[Extracted data entries]
/---

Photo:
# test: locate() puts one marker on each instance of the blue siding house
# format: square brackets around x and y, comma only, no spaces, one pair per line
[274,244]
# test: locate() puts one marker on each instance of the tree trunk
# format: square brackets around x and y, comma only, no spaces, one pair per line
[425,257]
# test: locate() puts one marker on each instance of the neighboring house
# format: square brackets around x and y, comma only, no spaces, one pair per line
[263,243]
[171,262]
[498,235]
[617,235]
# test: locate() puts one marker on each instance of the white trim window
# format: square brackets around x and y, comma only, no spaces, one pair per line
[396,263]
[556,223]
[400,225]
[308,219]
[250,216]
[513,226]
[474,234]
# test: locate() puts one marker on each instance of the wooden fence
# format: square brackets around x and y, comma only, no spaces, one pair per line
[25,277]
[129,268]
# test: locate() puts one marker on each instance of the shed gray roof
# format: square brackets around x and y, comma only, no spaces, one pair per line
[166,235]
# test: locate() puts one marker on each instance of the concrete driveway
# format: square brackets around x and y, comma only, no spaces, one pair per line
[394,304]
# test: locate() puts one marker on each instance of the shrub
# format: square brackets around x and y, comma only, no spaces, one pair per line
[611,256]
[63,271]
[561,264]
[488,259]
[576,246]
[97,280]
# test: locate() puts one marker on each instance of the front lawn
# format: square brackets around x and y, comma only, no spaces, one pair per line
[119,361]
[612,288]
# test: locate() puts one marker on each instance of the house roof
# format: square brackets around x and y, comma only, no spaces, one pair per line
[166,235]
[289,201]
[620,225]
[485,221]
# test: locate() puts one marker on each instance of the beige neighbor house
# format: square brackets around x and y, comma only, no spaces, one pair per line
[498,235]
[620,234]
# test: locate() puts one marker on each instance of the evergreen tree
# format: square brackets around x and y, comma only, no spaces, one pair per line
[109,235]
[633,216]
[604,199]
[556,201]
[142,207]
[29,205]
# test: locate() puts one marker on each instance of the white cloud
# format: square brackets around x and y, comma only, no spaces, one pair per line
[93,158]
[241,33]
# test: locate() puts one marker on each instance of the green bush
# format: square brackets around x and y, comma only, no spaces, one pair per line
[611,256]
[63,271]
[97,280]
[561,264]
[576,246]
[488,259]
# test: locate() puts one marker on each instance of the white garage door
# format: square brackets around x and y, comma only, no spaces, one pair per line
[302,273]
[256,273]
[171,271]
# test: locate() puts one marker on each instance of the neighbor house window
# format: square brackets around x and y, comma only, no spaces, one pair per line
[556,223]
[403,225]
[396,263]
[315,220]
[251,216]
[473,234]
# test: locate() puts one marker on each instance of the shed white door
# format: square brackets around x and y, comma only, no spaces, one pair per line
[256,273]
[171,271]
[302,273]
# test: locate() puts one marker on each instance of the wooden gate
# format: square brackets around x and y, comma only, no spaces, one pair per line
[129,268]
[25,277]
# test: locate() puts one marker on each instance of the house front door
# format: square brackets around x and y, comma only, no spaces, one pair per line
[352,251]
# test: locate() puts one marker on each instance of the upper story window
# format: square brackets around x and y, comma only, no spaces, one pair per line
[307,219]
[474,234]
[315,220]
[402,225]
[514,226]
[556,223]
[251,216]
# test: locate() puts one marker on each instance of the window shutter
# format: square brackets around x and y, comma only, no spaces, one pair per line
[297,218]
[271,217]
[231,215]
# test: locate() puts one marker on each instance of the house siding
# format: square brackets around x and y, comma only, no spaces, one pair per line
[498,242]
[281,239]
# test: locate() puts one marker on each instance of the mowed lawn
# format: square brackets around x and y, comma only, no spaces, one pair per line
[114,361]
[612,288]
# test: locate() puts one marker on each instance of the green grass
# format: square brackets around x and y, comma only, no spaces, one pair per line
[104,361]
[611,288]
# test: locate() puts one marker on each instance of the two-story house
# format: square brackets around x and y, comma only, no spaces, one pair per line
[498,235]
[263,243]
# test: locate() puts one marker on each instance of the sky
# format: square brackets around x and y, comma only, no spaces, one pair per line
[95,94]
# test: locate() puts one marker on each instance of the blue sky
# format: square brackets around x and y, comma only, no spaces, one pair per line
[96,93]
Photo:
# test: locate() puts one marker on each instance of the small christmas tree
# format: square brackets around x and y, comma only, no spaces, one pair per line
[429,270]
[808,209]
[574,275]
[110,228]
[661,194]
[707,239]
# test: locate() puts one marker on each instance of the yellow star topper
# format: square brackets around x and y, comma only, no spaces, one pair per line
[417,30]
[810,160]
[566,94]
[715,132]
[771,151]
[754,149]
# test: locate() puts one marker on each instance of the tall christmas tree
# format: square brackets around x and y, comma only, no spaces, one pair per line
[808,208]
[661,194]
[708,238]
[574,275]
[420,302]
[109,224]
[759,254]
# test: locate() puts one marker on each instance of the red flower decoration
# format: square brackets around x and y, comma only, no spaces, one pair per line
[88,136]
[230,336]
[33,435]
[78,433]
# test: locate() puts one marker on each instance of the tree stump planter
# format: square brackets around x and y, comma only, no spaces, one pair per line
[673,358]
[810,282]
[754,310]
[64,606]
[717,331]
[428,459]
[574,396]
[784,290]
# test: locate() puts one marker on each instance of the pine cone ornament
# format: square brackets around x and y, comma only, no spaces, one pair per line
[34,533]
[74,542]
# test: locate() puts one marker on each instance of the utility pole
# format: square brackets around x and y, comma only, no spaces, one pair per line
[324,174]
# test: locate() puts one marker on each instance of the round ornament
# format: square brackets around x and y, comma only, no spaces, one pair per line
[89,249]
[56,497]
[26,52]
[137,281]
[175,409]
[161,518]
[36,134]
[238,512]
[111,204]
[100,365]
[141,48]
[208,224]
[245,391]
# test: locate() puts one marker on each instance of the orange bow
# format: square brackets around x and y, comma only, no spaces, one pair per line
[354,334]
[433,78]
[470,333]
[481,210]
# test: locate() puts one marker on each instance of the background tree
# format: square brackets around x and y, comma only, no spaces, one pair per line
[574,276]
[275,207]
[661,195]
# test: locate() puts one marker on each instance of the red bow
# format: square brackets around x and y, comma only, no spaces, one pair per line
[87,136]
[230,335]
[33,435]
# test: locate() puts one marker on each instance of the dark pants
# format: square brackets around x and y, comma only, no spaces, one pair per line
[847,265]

\---

▶ DESCRIPTION OF THE TASK:
Retype all the records, matching them exactly.

▶ WRITTEN RESPONSE:
Photo:
# test: locate() puts one marker on each instance of the blue siding house
# format: square brackets around x and y, comma only, no spaces, one pair per line
[274,244]
# test: locate() puts one marker on each instance of the tree trunk
# format: square brackets around x and y, comma only, no spaces, one pair per line
[425,257]
# test: locate() puts one marker on each instance of the neighboring house
# format: square brackets around x and y, comma only, no spaces, one pair per line
[263,243]
[171,262]
[498,235]
[617,235]
# test: locate() puts one marker on each instance of the white trim window
# format: square brackets around x and y, comma only, no spaces, one pair per line
[396,263]
[556,223]
[400,225]
[308,219]
[250,216]
[513,226]
[474,234]
# test: locate() puts one marker on each instance of the wooden fence
# format: square brackets around x and y, comma only, no spaces, one pair per line
[25,277]
[129,268]
# test: locate() puts one marker on each instance of the shed gray roof
# format: square brackets around x and y, comma only, no spaces, one pair per line
[166,235]
# test: locate() puts one marker on each instance of the concrete driveway
# format: square brackets around x and y, comma only, no spaces, one pair per line
[394,304]
# test: locate() puts one marker on each instance of the shrub
# format: square brackets around x and y, comma only, no spaces, one pair per line
[611,256]
[63,271]
[561,264]
[488,259]
[576,246]
[97,280]
# test: locate() puts one marker on each instance of the front lawn
# format: square brackets around x and y, comma only, no spaces, one pair per line
[119,361]
[612,288]
# test: locate() puts one marker on each instance of the house roof
# format: square brackets around x and y, comma only, no spaces, one pair per line
[166,235]
[289,201]
[620,225]
[485,221]
# test: locate() puts one marker on each instance of the beige neighbor house
# format: square brackets around x and y, comma only, no spaces, one pair per line
[498,235]
[620,234]
# test: locate() puts one marker on each instance of the evergreen tree
# format: square brackets around x and y, comma only, no spaces, one pair per line
[109,235]
[633,216]
[604,199]
[556,201]
[142,207]
[29,205]
# test: locate() puts one marker on each instance of the white cloud
# format: square brackets around x and y, comma only, no spaces, one pair per line
[93,158]
[241,33]
# test: locate() puts one marker on each instance of the green bush
# format: square brackets around x and y, comma only, no spaces, one pair per line
[611,256]
[63,271]
[97,280]
[561,264]
[576,246]
[488,259]
# test: locate() puts one marker on each instance of the white garage door
# format: square brackets around x and y, comma only, no spaces, one pair per line
[302,273]
[256,273]
[171,271]
# test: locate() puts one marker on each instance of the neighbor house window
# format: square brackets around x and y, comma only, no spaces, one pair per line
[556,223]
[403,225]
[396,263]
[315,220]
[251,216]
[473,234]
# test: locate() puts one marker on each instance of the shed white door
# format: square brackets around x and y, comma only, no spaces, one pair per line
[256,273]
[171,271]
[302,273]
# test: locate() puts one marker on each instance of the wooden gate
# format: square brackets around x and y, comma only, no spaces, one pair per line
[129,268]
[25,277]
# test: locate() puts one marker on each instance of the house front door
# format: square brackets around x and y, comma only, no spaces, one pair per line
[352,251]
# test: locate() puts one marker on each instance of the upper story window
# format: square brackets around x and y, comma only, no spaces, one pair per line
[307,219]
[474,234]
[315,220]
[402,225]
[514,226]
[556,223]
[251,216]
# test: locate() puts one marker on each instance of the window shutter
# format: square brackets around x and y, comma only, no spaces, one pair per line
[297,218]
[271,217]
[231,215]
# test: locate() puts one marker on each instance of the house siding
# format: square brackets around x and y, comma only, no spaces, one pair per line
[498,242]
[281,239]
# test: locate() puts one marker on each instance of the mowed lawn
# format: square brackets around x and y, comma only, no spaces, one pair per line
[114,361]
[612,288]
# test: locate() puts one marker on each instance of the green grass
# format: square brackets around x and y, comma only, no spaces, one pair per line
[104,361]
[611,288]
# test: locate() puts one marker on each instance of the two-story house
# format: square brackets around x and y, comma only, no spaces, one pair per line
[498,235]
[263,243]
# test: locate() puts one marker on each instance of the sky
# format: square brackets around x and y, comma only, no spaces, one pair per line
[95,94]
# test: locate() puts one marker on each instance of the blue sky
# format: square brackets around x and y, comma only, no spaces, one pair per line
[96,93]
Photo:
# test: locate() puts one marker on each instance of the small christmas tree
# format: square brackets around x and y, comma only, no spaces, one pair per line
[429,270]
[808,209]
[574,275]
[110,228]
[661,194]
[707,239]
# test: locate() puts one marker on each instance of the yellow star topper
# format: square brackets around x and y, comma only, no spaces, one pair per line
[417,30]
[810,160]
[566,94]
[715,132]
[771,151]
[754,149]
# test: locate() puts one marker on each instance of the tall christmas tree
# format: square brackets around x and y, comma only, no spaces, one pair per line
[808,208]
[661,194]
[708,238]
[574,275]
[420,302]
[109,224]
[759,254]
# test: locate() puts one marker on each instance of the red flower decoration
# format: square brackets around x and y, comma only, no spaces, one pair per line
[88,136]
[230,336]
[33,435]
[78,433]
# test: locate() puts one marker on each instance of the tree stump planter
# format: square brackets around x and y, comma only, no spaces, one pair per line
[673,358]
[810,282]
[754,310]
[64,606]
[717,331]
[428,459]
[574,396]
[784,290]
# test: locate() puts one marker on each instance of the pine cone ornament
# format: square brackets around x and y, comma only, no spaces, one pair per line
[34,533]
[74,542]
# test: locate() puts one marker on each instance of the utility pole
# format: square brackets around x and y, comma only, no spaces, one pair per line
[324,174]
# test: locate() puts one marker on each instance of the round ornament
# format: square brackets around x and y, comma only, no spaces, one pair per line
[89,249]
[56,497]
[26,52]
[137,281]
[175,409]
[161,518]
[36,134]
[238,512]
[111,204]
[100,365]
[141,48]
[208,224]
[245,391]
# test: locate() puts one marker on each instance of the orange bow
# format: square brackets around x and y, comma only, no spaces, one pair per line
[354,334]
[433,78]
[470,333]
[481,210]
# test: locate() puts one marker on each instance of the background tree
# format: square brackets around x and y, comma only, no spaces, one pair per line
[574,276]
[275,207]
[661,195]
# test: locate() puts one marker on each instance of the red bow
# format: square brackets around x and y, comma only, no spaces, one pair per line
[87,136]
[230,335]
[33,435]
# test: locate() puts one marker on each instance of the dark pants
# format: square brackets around x and y, comma only, no spaces, one pair per line
[847,265]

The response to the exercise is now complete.